STUDY TEXT:
That, White asserts throughout the text, is the greatest appeal of Paris. Choices. And his choice is to experience it all as a very well-satisfied pedestrian.
Hotel de Dream
Legendary American author Stephen Crane, best known for The Red Badge of Courage, is dying in poverty, and risks leaving his beloved domestic partner Cora destitute. In a last-ditch attempt to raise some funds before he breathes his last, Crane dictates to Cora what White reimagines as his final and now-lost novel. Thus the novel dives into a frame narrative that makes one think of Scheherazade of One Thousand and One Nights: an expert storyteller telling a story, a beautiful story, out of pure desperation.
Hotel de Dream, named after the bordello previously owned and managed by Cora, is a testament to both Crane and White’s shared belief that no subject is too taboo for great literature. With Crane on his deathbed, and his lover by his side, they conceive the character of a late nineteenth-century boy prostitute in New York who becomes a married man’s object of obsessive affection.
The two pursue a precarious, and doomed, love affair, in defiance of Victorian society’s norms and laws. In the true style of White, this work is an exploration of dangerous, undercover homosexuality that plays with hearts and fire. Hotel de Dream also stands as a triumph of historic fiction, in that it is loyal to the realities of its era while maintaining a fascinating Gothic aura suitable for its setting.

DATA EXTRACT:
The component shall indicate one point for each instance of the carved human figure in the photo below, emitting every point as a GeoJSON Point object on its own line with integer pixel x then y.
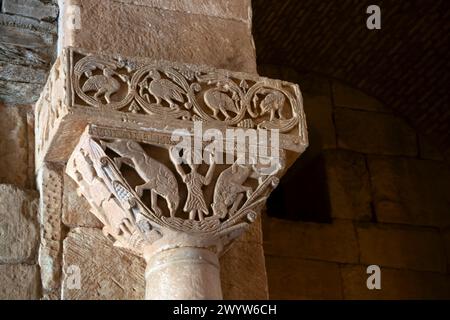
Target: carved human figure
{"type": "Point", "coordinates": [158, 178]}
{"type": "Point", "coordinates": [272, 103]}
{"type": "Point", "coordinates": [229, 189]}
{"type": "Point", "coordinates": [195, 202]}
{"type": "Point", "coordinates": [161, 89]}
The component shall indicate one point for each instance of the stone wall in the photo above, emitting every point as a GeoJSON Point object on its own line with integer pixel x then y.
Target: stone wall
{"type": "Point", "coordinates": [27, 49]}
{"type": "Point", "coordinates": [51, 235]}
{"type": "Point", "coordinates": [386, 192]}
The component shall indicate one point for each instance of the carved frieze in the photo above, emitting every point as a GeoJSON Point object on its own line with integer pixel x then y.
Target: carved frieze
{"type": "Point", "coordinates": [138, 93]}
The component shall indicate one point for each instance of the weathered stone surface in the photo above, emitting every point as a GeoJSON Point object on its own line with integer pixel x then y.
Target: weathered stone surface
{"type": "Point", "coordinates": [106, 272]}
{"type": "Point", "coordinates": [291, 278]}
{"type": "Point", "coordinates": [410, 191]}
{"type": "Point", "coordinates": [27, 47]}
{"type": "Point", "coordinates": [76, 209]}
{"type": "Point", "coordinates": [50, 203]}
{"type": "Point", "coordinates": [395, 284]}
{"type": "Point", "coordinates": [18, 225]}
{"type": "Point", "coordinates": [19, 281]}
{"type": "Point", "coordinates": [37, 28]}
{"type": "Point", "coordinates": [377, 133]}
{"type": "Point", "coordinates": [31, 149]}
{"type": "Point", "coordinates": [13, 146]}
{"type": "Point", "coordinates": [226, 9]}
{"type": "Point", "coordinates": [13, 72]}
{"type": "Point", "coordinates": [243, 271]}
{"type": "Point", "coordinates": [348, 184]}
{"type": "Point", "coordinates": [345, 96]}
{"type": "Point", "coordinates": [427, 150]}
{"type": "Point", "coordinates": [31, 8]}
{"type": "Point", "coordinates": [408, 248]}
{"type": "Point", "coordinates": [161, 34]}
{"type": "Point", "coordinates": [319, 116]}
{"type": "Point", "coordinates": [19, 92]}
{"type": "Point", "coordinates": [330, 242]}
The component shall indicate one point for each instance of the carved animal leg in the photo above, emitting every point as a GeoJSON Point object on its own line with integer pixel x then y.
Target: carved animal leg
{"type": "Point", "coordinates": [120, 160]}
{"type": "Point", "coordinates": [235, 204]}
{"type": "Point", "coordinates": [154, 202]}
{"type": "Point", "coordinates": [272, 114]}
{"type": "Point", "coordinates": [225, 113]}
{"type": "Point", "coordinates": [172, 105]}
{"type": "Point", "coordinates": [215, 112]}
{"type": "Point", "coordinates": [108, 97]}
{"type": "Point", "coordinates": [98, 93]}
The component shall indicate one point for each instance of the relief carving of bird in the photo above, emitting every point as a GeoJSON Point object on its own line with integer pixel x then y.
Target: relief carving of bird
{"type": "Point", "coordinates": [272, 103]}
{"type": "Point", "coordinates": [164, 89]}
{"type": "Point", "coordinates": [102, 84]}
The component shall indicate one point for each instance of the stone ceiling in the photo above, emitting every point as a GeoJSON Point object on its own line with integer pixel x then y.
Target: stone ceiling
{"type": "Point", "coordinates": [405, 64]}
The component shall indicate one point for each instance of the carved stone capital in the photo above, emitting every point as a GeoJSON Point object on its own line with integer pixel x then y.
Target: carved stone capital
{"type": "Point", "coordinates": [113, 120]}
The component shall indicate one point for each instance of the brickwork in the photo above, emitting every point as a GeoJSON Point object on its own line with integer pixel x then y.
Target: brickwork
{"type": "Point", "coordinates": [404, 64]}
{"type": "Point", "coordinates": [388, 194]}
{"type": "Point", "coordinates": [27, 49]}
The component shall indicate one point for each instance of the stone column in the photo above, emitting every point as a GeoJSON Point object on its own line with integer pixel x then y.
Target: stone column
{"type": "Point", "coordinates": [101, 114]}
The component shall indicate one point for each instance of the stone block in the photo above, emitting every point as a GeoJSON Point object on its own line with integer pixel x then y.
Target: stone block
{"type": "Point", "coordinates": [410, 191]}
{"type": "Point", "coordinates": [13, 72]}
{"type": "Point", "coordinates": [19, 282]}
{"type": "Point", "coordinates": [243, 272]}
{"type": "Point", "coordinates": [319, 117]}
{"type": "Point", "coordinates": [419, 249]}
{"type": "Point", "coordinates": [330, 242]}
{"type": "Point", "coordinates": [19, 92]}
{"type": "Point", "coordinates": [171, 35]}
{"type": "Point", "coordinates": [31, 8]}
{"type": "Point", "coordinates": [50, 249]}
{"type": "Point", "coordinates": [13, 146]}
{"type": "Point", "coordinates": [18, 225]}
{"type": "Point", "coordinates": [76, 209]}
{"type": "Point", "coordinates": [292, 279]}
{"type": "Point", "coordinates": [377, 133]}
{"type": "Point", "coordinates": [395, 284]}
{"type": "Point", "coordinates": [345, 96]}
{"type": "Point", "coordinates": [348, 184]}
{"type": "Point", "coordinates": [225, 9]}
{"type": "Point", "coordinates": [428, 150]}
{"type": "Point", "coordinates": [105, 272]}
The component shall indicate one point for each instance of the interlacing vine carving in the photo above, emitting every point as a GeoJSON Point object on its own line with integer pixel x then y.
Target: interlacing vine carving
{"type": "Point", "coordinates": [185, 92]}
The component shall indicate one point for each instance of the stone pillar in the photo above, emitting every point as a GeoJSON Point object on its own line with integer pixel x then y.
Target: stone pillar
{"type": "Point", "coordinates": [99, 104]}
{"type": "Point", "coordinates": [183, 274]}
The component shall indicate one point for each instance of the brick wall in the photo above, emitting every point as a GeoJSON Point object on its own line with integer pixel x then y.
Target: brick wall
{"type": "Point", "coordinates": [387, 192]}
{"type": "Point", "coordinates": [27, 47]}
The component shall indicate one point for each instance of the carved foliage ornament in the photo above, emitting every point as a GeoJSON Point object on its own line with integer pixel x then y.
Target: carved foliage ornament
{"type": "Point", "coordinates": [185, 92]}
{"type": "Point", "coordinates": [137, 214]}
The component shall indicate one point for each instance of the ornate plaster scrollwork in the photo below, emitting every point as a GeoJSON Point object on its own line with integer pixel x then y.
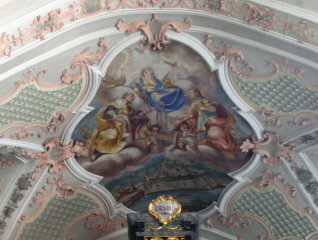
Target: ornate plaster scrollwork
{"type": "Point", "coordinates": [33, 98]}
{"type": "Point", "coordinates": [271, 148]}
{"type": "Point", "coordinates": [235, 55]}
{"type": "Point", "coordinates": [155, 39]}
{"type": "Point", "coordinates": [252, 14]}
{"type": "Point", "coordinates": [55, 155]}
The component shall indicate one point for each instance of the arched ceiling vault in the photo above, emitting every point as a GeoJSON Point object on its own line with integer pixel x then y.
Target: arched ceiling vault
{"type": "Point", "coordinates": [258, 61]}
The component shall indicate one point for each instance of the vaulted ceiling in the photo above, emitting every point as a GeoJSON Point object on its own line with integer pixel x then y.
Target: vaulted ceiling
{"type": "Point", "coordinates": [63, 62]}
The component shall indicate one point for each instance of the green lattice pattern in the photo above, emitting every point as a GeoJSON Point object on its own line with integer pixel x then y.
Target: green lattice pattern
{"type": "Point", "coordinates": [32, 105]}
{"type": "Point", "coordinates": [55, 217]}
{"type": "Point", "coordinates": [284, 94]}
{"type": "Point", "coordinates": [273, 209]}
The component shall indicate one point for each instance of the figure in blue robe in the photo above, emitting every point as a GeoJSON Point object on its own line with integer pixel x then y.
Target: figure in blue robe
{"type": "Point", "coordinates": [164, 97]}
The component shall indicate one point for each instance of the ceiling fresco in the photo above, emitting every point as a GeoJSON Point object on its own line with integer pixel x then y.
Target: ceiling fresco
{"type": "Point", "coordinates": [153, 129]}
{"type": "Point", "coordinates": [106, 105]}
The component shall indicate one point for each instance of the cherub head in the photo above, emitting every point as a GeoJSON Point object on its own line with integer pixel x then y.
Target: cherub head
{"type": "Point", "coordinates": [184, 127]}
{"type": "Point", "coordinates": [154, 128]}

REQUIRED ACTION:
In the book-review text above, what is the novel Hotel de Dream named after?

RESPONSE BOX:
It is named after the bordello previously owned and managed by Cora.